[Opening SUPPLIED DATA section]

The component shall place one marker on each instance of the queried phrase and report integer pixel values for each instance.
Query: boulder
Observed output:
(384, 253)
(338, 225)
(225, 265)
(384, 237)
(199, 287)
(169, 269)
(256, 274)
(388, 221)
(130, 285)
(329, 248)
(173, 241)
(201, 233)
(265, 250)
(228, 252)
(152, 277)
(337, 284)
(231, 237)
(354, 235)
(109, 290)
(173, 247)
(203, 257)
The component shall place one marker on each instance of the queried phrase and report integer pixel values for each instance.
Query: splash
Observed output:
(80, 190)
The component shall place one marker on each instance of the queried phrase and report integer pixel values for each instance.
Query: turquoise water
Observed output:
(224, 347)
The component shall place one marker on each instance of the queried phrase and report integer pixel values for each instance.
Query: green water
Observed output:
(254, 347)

[Closing SUPPLIED DATA section]

WHAT YOU ARE ASKED TO DO: Copy every line of the data above in which the string "water" appears.

EXERCISE RESPONSE:
Query: turquoise water
Query: green water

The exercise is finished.